(Exercise input Opens)

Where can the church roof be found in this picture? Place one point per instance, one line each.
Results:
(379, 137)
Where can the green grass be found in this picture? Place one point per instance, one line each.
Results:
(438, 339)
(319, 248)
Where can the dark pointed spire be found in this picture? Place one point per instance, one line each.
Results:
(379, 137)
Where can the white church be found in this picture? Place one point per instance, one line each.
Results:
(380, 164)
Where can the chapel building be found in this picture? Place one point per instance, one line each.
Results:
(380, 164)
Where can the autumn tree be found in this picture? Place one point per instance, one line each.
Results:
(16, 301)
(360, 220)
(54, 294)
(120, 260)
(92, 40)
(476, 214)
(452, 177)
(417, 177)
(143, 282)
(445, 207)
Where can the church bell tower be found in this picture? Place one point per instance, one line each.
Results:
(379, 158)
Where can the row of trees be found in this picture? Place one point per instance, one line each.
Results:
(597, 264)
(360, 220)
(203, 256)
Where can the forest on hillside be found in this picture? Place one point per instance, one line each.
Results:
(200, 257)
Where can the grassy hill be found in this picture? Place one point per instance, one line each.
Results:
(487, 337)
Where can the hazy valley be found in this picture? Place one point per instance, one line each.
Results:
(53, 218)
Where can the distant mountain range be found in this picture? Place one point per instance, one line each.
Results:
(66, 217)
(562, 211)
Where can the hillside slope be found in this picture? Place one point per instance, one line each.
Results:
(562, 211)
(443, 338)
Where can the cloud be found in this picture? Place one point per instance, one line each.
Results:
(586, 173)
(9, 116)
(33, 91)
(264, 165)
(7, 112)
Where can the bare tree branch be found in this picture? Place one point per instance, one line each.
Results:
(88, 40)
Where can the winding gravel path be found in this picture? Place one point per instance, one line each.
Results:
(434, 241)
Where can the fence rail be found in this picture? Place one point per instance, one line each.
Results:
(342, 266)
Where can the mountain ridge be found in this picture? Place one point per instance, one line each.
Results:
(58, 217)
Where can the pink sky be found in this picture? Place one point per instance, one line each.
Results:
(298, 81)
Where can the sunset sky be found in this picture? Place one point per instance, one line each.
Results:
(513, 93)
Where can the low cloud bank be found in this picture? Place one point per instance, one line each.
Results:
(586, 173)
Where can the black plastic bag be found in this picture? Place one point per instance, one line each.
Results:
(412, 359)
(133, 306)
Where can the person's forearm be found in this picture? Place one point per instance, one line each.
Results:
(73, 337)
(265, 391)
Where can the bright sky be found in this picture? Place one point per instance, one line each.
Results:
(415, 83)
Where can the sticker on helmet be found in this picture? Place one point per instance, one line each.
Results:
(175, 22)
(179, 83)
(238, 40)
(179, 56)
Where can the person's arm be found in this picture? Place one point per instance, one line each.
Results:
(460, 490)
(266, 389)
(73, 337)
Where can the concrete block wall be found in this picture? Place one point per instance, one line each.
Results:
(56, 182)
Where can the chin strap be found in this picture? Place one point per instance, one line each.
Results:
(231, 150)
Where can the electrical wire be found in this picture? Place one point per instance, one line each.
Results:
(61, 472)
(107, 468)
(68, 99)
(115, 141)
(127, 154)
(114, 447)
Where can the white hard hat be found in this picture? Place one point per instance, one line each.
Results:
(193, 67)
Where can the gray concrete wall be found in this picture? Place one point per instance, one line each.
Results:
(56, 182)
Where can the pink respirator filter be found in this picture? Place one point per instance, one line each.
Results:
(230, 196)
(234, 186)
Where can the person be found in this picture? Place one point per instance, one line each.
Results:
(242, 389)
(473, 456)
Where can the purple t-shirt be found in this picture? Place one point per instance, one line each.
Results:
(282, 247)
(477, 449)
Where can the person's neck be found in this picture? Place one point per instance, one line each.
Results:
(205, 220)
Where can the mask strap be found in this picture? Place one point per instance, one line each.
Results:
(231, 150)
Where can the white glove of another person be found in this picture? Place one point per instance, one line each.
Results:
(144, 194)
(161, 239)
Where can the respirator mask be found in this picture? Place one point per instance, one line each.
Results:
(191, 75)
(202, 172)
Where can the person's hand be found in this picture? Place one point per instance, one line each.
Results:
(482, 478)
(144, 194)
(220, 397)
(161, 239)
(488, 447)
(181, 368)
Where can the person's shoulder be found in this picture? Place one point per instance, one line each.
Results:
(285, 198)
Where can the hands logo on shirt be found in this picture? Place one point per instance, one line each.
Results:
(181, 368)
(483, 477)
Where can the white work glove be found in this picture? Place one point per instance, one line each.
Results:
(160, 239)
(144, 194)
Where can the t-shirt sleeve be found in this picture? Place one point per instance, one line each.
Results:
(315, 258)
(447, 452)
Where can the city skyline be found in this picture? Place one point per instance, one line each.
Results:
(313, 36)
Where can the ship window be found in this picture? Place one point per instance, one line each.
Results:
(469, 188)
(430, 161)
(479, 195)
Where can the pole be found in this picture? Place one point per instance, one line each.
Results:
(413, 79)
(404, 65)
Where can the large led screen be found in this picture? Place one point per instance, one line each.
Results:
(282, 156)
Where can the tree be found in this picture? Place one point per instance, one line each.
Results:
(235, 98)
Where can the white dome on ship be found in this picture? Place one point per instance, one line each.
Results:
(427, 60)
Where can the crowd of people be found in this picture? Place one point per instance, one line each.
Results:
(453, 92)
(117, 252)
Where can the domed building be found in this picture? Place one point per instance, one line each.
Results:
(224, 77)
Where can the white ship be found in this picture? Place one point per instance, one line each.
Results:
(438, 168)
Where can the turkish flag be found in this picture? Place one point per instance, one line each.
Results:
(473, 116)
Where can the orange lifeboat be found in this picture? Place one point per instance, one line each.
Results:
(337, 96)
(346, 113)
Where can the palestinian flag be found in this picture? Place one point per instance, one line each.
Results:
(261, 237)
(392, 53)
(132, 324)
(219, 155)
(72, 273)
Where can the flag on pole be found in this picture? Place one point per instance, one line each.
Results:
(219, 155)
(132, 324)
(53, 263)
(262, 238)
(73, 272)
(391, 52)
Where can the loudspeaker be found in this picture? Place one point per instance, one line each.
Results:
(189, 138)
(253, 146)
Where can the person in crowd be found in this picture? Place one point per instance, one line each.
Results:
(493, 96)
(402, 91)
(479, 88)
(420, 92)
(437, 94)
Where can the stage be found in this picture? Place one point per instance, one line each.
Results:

(Exercise input Closes)

* Work order: The expected answer is one number: how many lines above contain "mask".

* Reply to the exercise: 2